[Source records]
>>

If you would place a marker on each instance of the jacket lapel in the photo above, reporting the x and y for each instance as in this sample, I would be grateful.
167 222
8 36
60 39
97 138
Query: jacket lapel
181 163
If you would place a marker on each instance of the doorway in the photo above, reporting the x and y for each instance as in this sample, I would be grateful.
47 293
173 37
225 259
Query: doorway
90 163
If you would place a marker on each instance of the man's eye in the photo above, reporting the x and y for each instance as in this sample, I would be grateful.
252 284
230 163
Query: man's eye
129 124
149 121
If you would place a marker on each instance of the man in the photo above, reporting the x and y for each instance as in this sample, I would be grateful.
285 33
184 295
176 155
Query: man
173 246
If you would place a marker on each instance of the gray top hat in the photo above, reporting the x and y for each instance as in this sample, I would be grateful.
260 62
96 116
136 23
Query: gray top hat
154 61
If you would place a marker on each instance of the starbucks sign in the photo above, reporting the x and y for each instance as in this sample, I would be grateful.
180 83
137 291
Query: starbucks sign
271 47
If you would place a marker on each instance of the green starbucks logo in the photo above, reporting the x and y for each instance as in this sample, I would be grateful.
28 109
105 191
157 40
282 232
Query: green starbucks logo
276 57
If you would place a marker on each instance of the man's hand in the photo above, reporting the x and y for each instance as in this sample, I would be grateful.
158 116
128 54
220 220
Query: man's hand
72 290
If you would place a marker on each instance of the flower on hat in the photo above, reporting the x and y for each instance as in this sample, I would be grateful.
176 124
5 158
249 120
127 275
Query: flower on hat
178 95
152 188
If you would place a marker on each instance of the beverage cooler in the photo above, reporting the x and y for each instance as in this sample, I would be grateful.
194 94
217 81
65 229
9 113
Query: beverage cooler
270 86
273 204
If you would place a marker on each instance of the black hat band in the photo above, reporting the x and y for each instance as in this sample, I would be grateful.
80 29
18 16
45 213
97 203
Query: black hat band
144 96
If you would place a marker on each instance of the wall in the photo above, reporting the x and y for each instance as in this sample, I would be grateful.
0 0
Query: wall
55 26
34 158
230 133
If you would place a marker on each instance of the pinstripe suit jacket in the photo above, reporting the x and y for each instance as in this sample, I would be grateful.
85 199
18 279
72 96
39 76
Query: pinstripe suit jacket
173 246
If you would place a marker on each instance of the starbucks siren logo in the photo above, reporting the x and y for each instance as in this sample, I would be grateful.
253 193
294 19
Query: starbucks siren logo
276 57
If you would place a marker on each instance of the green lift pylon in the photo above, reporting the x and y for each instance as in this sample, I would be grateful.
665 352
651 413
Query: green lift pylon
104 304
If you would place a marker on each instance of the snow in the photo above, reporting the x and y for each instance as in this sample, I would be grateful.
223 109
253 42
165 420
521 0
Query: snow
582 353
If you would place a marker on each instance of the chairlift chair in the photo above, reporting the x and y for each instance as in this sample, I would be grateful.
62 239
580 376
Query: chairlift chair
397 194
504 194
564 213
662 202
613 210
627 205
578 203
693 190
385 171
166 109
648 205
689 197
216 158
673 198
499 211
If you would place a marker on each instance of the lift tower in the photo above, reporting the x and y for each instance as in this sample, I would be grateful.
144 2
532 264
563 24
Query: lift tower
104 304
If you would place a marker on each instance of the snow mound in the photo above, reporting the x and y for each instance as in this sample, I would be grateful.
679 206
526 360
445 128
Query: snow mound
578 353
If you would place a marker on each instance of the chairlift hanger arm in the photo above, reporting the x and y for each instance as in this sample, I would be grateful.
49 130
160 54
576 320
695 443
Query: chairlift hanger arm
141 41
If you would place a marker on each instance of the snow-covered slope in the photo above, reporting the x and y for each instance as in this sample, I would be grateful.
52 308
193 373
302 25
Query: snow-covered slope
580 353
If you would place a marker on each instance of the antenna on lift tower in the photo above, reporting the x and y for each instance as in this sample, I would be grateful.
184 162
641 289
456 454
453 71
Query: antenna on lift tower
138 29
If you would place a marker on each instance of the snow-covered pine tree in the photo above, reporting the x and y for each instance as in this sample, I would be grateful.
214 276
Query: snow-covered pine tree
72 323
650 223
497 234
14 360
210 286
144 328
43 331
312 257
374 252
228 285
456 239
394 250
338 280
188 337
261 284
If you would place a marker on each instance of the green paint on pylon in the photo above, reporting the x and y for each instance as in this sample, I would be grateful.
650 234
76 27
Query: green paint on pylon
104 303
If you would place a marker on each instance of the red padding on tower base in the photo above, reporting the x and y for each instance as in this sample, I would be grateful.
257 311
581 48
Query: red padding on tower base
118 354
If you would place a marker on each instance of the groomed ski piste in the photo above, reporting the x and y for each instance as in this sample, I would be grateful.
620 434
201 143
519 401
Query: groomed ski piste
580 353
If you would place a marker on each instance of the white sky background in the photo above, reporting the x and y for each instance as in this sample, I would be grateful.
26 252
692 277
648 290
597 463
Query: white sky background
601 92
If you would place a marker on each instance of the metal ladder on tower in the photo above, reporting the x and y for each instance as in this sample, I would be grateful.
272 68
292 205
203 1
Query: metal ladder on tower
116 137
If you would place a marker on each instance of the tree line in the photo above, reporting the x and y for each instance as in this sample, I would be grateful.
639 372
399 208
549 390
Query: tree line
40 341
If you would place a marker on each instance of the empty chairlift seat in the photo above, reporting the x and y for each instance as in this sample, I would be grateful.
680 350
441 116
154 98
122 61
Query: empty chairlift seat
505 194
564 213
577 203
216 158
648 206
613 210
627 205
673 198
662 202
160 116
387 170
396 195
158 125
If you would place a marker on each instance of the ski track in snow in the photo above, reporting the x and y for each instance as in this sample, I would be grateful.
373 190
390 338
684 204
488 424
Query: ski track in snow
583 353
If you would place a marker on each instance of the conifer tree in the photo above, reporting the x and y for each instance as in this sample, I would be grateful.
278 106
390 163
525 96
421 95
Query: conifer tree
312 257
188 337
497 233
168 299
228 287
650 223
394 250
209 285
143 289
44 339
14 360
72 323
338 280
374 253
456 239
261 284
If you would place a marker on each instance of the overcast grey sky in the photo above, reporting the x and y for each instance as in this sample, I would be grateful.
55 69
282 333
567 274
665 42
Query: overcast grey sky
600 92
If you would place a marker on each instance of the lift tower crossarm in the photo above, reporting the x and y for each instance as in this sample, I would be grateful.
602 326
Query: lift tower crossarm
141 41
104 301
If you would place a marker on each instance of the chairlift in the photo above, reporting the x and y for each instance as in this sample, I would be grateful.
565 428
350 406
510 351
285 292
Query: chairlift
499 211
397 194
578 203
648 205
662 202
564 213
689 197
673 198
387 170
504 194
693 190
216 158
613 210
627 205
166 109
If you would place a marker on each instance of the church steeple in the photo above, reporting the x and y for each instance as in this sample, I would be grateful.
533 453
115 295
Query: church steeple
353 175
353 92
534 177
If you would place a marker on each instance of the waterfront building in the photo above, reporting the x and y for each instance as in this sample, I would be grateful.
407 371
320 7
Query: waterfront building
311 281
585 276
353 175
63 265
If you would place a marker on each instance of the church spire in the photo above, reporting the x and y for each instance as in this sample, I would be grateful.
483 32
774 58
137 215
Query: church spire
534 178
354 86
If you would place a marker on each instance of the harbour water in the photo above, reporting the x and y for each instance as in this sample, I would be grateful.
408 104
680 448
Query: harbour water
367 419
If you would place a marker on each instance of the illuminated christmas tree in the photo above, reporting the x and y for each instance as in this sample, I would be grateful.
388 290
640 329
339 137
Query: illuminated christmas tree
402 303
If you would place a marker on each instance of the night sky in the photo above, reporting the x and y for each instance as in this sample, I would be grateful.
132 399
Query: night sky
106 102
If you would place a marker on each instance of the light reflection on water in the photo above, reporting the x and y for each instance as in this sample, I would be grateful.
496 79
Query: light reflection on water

<<

**GOAL OF THE EXERCISE**
Copy every entry above word for word, keeping each line as it is.

**OUTPUT FOR THIS TASK**
If you would place a marker on each instance of the jacket lapel in the photo above, reporting the x and y for each instance as in this sample, I would be grateful.
167 222
8 36
60 39
97 138
Query: jacket lapel
181 163
If you would place a marker on each instance of the doorway in the photo above, reporting the x and y for each instance as in this sample, I would be grateful.
47 293
173 37
225 259
Query: doorway
90 163
If you would place a marker on each instance of the man's eye in the photo above, reporting the x and y for each instance as in this sample, I would be grateful.
252 284
230 163
Query: man's eye
129 124
149 121
If you would place a marker on each instance of the man in the photo above, reporting the x and y for each instance as in this sample, I would be grateful.
285 33
184 295
176 155
Query: man
173 246
If you would place a marker on each instance of the gray top hat in the photo above, reporting the x and y for each instance as in this sample, I would be grateful.
260 62
96 116
136 23
Query: gray top hat
154 61
If you would place a marker on each instance of the starbucks sign in the photo above, reporting the x and y for each instance as in this sample, I would be grateful.
180 83
137 291
Query: starbucks sign
271 47
If you would place a marker on each instance of the green starbucks logo in the photo above, reporting the x and y for each instance as in this sample, I would be grateful.
28 109
105 191
157 40
282 232
Query: green starbucks logo
276 57
If you would place a marker on each instance of the man's hand in the photo above, reporting the x and y for each instance as in this sample, I would be grateful.
158 116
128 54
220 220
Query: man's hand
72 290
If you would place a marker on each instance of the flower on hat in the photo above, reporting the x and y for each instance as in this sample, I would be grateful.
176 124
5 158
249 120
127 275
Query: flower on hat
178 95
152 188
If you would place a marker on each instance of the beverage cooler in the photo above, reporting the x and y for each instance as in this sample, I would be grateful.
194 94
217 81
65 229
9 113
Query: beverage cooler
270 86
273 204
If you would place a marker on each instance of the black hat band in the photo above, reporting the x and y for each instance as in this sample, I would be grateful.
80 29
18 16
45 213
97 203
Query: black hat band
144 96
If you would place a marker on each instance of the wall in the photo above, reporting the x and y for each instance as in this sample, I would be grateful.
0 0
Query: wall
55 26
34 158
230 133
If you would place a marker on each instance of the pinstripe suit jacket in the photo above, reporting the x and y for each instance as in this sample, I would be grateful.
85 199
18 279
72 96
39 76
Query: pinstripe suit jacket
173 246
If you would place a marker on each instance of the starbucks siren logo in the photo above, reporting the x and y for each instance as in this sample, I would be grateful.
253 193
294 19
Query: starbucks siren logo
276 57
If you would place a marker on each instance of the green lift pylon in the photo above, reporting the x and y for each instance as in this sample, I would be grateful.
665 352
651 413
Query: green lift pylon
104 304
If you would place a marker on each instance of the snow in the photo above, reporting the x and y for each instance as in this sample, I would be grateful.
223 109
253 42
165 420
521 0
Query: snow
582 353
If you would place a marker on each instance of the chairlift chair in the photo above, reporting the x and y for each instance as in this sample, I would be grateful.
62 239
580 376
Query: chairlift chair
397 194
504 194
564 213
662 202
613 210
627 205
578 203
693 190
385 171
166 109
648 205
689 197
216 158
673 198
499 211
If you would place a marker on each instance of the lift tower in the photo above, reporting the x and y for each instance as in this sample, I would be grateful.
144 2
532 264
563 24
Query: lift tower
104 304
If you would place a marker on each instance of the snow mound in the photo above, reporting the x and y for each instance as in this sample, I would be grateful.
679 206
526 360
445 128
Query: snow mound
578 353
If you would place a marker on each instance of the chairlift hanger arm in the photo above, reporting the x and y for each instance as in this sample, I would be grateful.
49 130
160 54
576 320
695 443
Query: chairlift hanger arm
141 41
If you would place a marker on each instance of the snow-covered slope in the photo above, reporting the x and y for each instance as in this sample, I would be grateful.
52 308
193 373
302 25
Query: snow-covered slope
580 353
If you would place a marker on each instance of the antenna on lift tower in the photo above, reporting the x and y for each instance as in this sample, I would be grateful.
184 162
641 289
456 454
453 71
Query: antenna on lift tower
138 29
If you would place a marker on each instance of the snow-covered pine tree in the photo above, reporting the x and y for each instance as in this sample, I would be grateful.
214 276
Query: snow-covered pine tree
72 323
650 223
497 234
14 360
210 286
144 328
43 331
312 257
374 252
228 285
456 239
394 250
338 280
188 337
261 284
If you would place a marker on each instance of the green paint on pylon in the photo above, reporting the x and y for each instance as in this sample, I would be grateful.
650 234
76 27
Query: green paint on pylon
104 303
If you would place a marker on each instance of the red padding on tower base in the photo above, reporting the x and y for each instance as in this sample, I would be grateful.
257 311
581 48
Query: red padding on tower base
118 354
If you would place a marker on each instance of the groomed ski piste in the photo above, reporting the x and y for each instance as in this sample, I would be grateful.
620 434
201 143
519 401
Query: groomed ski piste
580 353
If you would place a marker on each instance of the white sky background in the photo above, reporting the x and y for each instance as in this sample, I would be grateful.
26 252
692 277
648 290
597 463
Query: white sky background
601 92
If you would place a marker on each instance of the metal ladder on tower in the photo above, reporting the x and y for each instance as in this sample, I would be grateful.
272 68
292 205
203 1
Query: metal ladder on tower
116 137
If you would place a marker on each instance of the tree line in the photo above, reporting the x and y for each instance as in this sample, I would be grateful.
639 372
399 208
549 390
Query: tree line
40 341
If you would place a marker on each instance of the empty chairlift seat in the photo above, reporting the x and y for each instance as in this sample, I would be grateful.
680 350
441 116
154 98
122 61
Query: empty chairlift seat
505 194
564 213
577 203
216 158
648 206
613 210
627 205
673 198
662 202
160 116
387 170
396 195
158 125
If you would place a marker on each instance of the ski track in snow in the photo above, reporting the x and y for each instance as in this sample, I would be grateful.
373 190
390 338
684 204
488 424
Query: ski track in snow
583 353
If you would place a marker on each instance of the conifer tree in the photo above, reporting the x and y for each instance as in this sample, I would be grateful.
278 106
390 163
525 96
421 95
Query: conifer tree
312 257
188 337
497 233
168 299
228 287
650 223
394 250
209 285
143 289
44 339
14 360
72 323
338 280
374 253
456 239
261 284
If you would place a marker on each instance of the overcast grey sky in the photo above, reporting the x and y for each instance as in this sample, I would be grateful.
55 69
282 333
567 274
665 42
Query: overcast grey sky
600 92
If you would place a marker on each instance of the lift tower crossarm in the photo above, reporting the x and y for each instance as in this sample, I would be grateful.
602 326
Query: lift tower crossarm
141 41
104 301
If you would place a marker on each instance of the chairlift in the photo above, reporting the x and y for each instance as in this sample, I would be grateful.
565 428
350 406
510 351
285 292
Query: chairlift
499 211
397 194
578 203
648 205
662 202
564 213
689 197
673 198
387 170
504 194
693 190
216 158
613 210
627 205
166 109
If you would place a marker on each instance of the church steeple in the photo above, reporting the x and y for each instance as in this sample, I would be grateful.
533 453
115 295
Query: church steeple
353 175
353 92
534 177
If you would place a marker on each instance of the waterfront building in the photo above, reporting the x and y for each instance as in this sample, I would be grateful.
407 371
320 7
Query: waterfront building
311 281
585 276
353 175
63 265
If you would place a marker on each instance of the church spire in the photo above, reporting the x and y for each instance as in this sample, I would be grateful.
483 32
774 58
137 215
Query: church spire
534 178
354 86
If you would place a marker on each instance of the harbour water in the photo above, reporting the x and y for each instance as in this sample, I would be grateful.
408 104
680 448
Query: harbour water
367 419
If you would place a marker on each instance of the illuminated christmas tree in the photo above, reporting the x and y for each instance as in this sample, I would be grateful.
388 290
640 329
339 137
Query: illuminated christmas tree
402 303
If you would place a marker on each instance of the night sky in the photo above, reporting the x and y for each instance as in this sample, I would be grateful.
132 399
Query: night sky
106 102
If you would place a marker on each instance of the light reflection on water in the photo above, reporting the x and y for each instance as in this sample, I would be grateful.
496 79
Query: light reflection on water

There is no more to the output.